REQUIREMENT => Exact copies of all the lines below are required.

Saved entries
----
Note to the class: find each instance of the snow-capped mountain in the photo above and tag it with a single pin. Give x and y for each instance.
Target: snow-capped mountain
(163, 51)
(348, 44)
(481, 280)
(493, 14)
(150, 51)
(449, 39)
----
COMPLETED EXERCISE =>
Note to the class: find each instance of the snow-capped mountain in the photo above and tag it with a single pin. Give x and y for each instance.
Target: snow-capped mountain
(163, 51)
(348, 44)
(481, 280)
(493, 14)
(150, 51)
(449, 39)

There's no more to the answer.